Governments need to invest in policies that reduce transmission, such as paid sick leave, and that help people retain or gain access to health care.
There is a long and diverse list of jobs deemed essential that entail a high COVID-19 risk: not only health-care workers but also bus drivers and meatpacking, warehouse, and grocery-store workers have little option but to continue to show up. Production lines in many industries—not just meatpacking, the subject of recent extensive outbreaks—involve physical proximity to other workers. Those who do return to these jobs need much better protection: frequent disinfection, new partitions, mandated hand sanitizer, increased physical distancing, keeping small groups of workers together as cohorts while excluding infected workers, and rapid recognition and investigation to stop outbreaks from spreading.
Such protection will work, however, only if employers receive and implement clear, evidence-based, authoritative guidance. Improving industry safety should be treated as a public good—one that requires effective oversight by federal and state governments. Without enforcement, individual businesses will be tempted to free-ride, with tragic results: if any one employer cuts corners to save money, infection can spread and undermine confidence in an entire industry (whether meatpacking plants or hotels). Private businesses have an interest in ensuring safety in order to prevent industry-wide shutdowns, but they cannot rely on self-policing. Government can help ensure public confidence the way it does with food safety: it imposes standards that reduce risk, and industry in turn finds cost-effective ways to meet those standards. Private businesses and government thus collaborate to reduce the cost of keeping everyone safe.
THE PRICE TAG
Finding practical, scalable ways to both protect people and persuade them to change personal behavior for the good of the community is the stock-in-trade of public health. In the current pandemic, despite some initial missteps, governments have by and large succeeded in persuading people to put the collective good above their own—whether by staying home or by wearing masks in public.
When public attention and energy are focused on a clear enemy, it’s relatively easy to convince governments to invest in public health measures, since they clearly reduce the death toll and speed recovery. The larger challenge going forward will be to persuade governments to fund programs that make the next pandemic less likely. In the United States, that calls for a substantial increase in funding for both domestic and global public health (and insulating that funding from shortsighted cuts in the future). The long-term lesson of COVID-19 should be clear: if governments don’t massively increase their investment in global health security, they will imperil both lives and livelihoods in the future.
Although the cost of both mitigating this pandemic and preventing the next one may seem steep, the price tag is a rounding error of its economic benefit—a matter of spending billions to save trillions. Governments now face both human and economic costs unlike any faced for decades, and they will be judged on both—how many deaths they prevent and how completely they restore their economies. Taking half measures to control the pandemic and rushing to reopen too soon (and without regard to workplace safety) will increase the damage in terms of both lives and livelihoods. Leaders must recognize that what’s good for public health is also good for business.

> Supplied material:
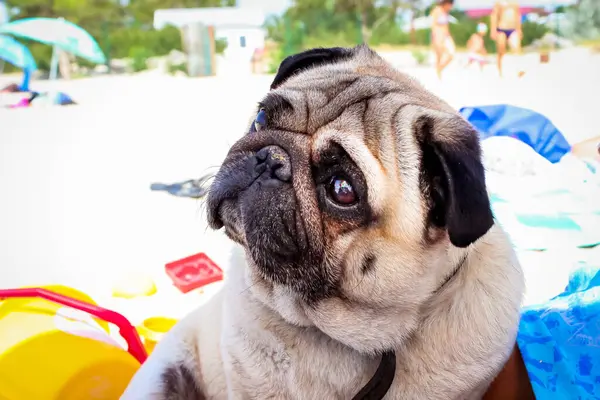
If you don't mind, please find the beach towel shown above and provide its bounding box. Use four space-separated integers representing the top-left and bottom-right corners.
517 264 600 400
490 188 600 250
482 133 600 250
460 104 571 163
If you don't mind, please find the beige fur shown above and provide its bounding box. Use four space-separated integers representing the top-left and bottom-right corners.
122 47 524 400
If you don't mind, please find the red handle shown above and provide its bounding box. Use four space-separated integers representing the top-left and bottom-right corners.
0 288 148 364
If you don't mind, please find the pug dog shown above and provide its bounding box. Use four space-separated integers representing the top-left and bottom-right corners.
122 45 524 400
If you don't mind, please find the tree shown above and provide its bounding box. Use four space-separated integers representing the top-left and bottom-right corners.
561 0 600 40
332 0 404 43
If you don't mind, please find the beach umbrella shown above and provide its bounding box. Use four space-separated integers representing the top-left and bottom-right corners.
0 18 106 79
0 35 37 72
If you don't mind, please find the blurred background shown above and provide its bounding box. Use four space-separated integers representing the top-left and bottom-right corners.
0 0 600 328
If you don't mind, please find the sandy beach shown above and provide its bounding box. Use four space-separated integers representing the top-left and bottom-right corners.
0 49 600 322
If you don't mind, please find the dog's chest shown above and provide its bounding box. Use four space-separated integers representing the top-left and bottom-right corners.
227 326 377 399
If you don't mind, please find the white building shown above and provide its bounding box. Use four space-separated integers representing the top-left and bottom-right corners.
154 7 266 75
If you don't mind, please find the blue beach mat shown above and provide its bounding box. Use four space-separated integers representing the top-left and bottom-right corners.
517 264 600 400
459 104 571 163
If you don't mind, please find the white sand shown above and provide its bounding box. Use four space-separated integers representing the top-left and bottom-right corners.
0 47 600 322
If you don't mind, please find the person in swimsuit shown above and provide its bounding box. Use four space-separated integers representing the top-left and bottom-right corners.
431 0 455 78
490 0 523 76
467 22 487 69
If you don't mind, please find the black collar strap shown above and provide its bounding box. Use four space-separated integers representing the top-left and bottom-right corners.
352 351 396 400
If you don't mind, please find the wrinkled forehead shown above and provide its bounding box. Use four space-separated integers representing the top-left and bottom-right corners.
255 62 439 211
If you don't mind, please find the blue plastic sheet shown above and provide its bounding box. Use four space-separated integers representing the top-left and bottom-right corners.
460 104 571 163
517 264 600 400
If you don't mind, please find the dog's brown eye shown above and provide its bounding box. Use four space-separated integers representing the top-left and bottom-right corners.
329 176 356 206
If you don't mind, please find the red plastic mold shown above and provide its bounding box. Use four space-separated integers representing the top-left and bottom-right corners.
165 253 223 293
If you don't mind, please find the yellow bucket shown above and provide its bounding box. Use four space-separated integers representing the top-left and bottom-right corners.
0 286 140 400
137 317 177 354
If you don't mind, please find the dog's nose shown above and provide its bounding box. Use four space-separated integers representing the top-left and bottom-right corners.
256 146 292 182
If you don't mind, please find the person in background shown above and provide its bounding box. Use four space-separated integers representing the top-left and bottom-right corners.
431 0 456 79
490 0 524 76
467 22 487 70
19 68 31 92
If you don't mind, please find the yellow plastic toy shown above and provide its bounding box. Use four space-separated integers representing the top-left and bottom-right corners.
137 317 177 354
0 286 147 400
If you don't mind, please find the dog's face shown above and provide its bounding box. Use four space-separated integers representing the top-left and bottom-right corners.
207 46 493 352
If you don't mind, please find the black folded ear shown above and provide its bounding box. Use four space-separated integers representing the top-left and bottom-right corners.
414 112 494 247
271 47 353 90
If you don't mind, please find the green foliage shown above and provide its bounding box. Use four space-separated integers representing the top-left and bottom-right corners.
7 0 235 71
169 63 187 75
266 0 552 70
561 0 600 40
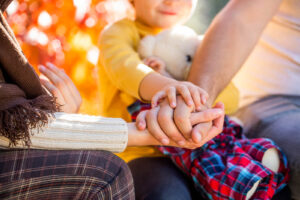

> What to do:
• A. Which policy does the public health text give as an example of one that reduces transmission?
• B. Using the public health text, explain why improving industry safety calls for oversight by federal and state governments.
• C. Repeat the passage of the public health text that begins at the words "Governments need to" and stops after the words "outbreaks from spreading.".
The entries stand apart from the public health text and are not covered here.

> Solutions to the problems:
• A. Paid sick leave.

• B. Without enforcement, individual businesses will be tempted to free-ride. If any one employer cuts corners to save money, infection can spread and undermine confidence in an entire industry, so businesses cannot rely on self-policing.

• C.
Governments need to invest in policies that reduce transmission, such as paid sick leave, and that help people retain or gain access to health care.
There is a long and diverse list of jobs deemed essential that entail a high COVID-19 risk: not only health-care workers but also bus drivers and meatpacking, warehouse, and grocery-store workers have little option but to continue to show up. Production lines in many industries—not just meatpacking, the subject of recent extensive outbreaks—involve physical proximity to other workers. Those who do return to these jobs need much better protection: frequent disinfection, new partitions, mandated hand sanitizer, increased physical distancing, keeping small groups of workers together as cohorts while excluding infected workers, and rapid recognition and investigation to stop outbreaks from spreading.